# EXTRACTED ENTRIES start

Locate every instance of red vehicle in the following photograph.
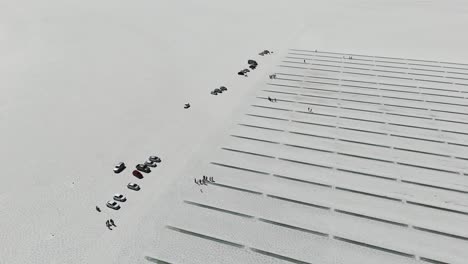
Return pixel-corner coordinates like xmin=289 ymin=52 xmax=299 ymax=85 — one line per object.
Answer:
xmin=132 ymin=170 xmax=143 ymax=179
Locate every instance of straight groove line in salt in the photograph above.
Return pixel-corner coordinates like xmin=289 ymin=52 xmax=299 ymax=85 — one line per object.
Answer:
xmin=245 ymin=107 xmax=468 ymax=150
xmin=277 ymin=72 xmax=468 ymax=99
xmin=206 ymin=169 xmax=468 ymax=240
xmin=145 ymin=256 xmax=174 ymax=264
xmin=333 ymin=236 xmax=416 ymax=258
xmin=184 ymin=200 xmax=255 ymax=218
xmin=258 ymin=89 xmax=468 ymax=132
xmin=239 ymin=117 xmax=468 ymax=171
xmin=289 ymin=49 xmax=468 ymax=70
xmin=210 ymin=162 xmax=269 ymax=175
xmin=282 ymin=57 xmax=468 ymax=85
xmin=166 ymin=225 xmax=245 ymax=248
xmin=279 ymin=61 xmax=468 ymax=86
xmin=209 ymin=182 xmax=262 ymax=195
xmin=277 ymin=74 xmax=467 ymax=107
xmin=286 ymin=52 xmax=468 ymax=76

# EXTRACTED ENTRIES end
# EXTRACTED ENTRIES start

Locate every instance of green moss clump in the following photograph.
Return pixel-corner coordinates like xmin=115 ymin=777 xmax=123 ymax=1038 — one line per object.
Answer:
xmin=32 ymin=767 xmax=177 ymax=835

# EXTRACTED ENTRIES end

◆ YOUR GOAL:
Update the entries from the line with "Locate every instance of red" up to and including the line with "xmin=132 ymin=170 xmax=143 ymax=179", changing "vehicle" to "car" and keeping everything else the same. Leave the pictures out of your output.

◆ OUTPUT:
Locate every instance of red car in the following photograph.
Return pixel-corner coordinates like xmin=289 ymin=52 xmax=299 ymax=85 — one line per object.
Answer:
xmin=132 ymin=170 xmax=143 ymax=179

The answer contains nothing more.